Requirement: Using the listing, work out the number of lines where "below" shows up, and answer with that number alone.

Data shown:

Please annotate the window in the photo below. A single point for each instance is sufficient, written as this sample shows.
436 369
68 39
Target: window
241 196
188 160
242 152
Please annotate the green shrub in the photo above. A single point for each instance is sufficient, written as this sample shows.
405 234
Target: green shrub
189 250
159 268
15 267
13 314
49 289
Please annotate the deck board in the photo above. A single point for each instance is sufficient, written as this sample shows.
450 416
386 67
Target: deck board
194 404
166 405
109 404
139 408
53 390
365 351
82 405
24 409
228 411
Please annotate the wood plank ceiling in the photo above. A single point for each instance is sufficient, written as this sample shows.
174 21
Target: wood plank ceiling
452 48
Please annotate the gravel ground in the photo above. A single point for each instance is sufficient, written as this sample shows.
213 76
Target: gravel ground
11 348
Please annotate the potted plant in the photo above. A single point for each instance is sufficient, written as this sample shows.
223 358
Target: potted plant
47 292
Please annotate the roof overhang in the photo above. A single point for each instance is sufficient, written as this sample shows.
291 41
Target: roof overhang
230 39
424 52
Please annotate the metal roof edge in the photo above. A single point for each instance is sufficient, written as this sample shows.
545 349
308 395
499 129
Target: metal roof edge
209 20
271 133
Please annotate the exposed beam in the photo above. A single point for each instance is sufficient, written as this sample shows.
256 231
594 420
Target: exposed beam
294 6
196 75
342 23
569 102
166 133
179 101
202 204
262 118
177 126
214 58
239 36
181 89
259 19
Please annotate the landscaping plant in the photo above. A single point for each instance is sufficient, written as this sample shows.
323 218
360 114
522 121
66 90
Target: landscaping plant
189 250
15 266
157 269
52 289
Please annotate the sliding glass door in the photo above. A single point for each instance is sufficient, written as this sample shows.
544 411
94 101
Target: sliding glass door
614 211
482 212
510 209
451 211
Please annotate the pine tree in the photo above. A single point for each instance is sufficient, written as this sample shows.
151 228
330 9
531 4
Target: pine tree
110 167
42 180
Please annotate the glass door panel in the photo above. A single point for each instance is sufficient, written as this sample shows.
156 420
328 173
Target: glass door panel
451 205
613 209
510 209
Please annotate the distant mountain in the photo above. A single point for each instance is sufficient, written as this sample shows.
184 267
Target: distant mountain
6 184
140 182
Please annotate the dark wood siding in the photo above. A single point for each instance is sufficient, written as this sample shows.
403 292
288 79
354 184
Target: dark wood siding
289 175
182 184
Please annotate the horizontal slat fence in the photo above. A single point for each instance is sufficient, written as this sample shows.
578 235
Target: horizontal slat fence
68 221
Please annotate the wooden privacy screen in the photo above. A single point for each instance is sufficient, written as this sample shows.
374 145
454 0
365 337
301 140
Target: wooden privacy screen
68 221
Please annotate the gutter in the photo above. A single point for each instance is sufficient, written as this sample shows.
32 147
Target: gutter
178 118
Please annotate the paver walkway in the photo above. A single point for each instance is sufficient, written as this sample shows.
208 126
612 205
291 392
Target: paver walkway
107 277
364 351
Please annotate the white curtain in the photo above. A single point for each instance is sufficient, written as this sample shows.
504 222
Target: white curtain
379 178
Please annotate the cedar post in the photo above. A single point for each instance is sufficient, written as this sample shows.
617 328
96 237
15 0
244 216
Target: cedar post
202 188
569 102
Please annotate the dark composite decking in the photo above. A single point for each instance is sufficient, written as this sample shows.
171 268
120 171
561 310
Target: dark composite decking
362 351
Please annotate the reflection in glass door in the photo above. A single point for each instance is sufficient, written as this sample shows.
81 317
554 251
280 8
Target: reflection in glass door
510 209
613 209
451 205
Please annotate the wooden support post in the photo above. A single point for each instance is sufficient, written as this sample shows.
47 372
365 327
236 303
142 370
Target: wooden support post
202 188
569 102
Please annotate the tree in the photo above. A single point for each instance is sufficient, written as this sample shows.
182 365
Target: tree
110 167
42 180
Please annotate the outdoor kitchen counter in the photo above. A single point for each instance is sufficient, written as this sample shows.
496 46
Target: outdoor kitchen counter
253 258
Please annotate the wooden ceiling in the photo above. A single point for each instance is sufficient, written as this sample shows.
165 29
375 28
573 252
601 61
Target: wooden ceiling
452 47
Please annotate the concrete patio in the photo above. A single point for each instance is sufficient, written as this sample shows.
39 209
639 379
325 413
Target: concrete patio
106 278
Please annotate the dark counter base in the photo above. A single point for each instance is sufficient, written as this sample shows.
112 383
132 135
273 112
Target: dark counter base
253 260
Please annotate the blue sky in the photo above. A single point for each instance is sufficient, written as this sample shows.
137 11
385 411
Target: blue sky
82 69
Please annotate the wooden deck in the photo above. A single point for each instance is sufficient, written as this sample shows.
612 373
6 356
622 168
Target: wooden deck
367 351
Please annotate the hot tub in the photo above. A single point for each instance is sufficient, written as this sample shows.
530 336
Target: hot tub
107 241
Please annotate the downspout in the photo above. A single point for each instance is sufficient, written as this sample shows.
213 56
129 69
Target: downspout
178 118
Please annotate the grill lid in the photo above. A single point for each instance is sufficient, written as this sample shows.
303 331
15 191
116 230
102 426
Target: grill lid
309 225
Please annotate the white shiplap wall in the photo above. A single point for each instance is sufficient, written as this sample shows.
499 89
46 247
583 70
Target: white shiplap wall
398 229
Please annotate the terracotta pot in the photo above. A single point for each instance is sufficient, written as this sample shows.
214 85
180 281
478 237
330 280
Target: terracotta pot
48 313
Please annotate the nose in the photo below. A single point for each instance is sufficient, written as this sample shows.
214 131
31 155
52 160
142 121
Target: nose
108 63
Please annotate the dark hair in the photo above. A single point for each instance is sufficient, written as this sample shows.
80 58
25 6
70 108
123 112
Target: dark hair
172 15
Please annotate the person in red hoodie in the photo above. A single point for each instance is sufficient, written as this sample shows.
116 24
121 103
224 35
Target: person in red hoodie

Answer section: 2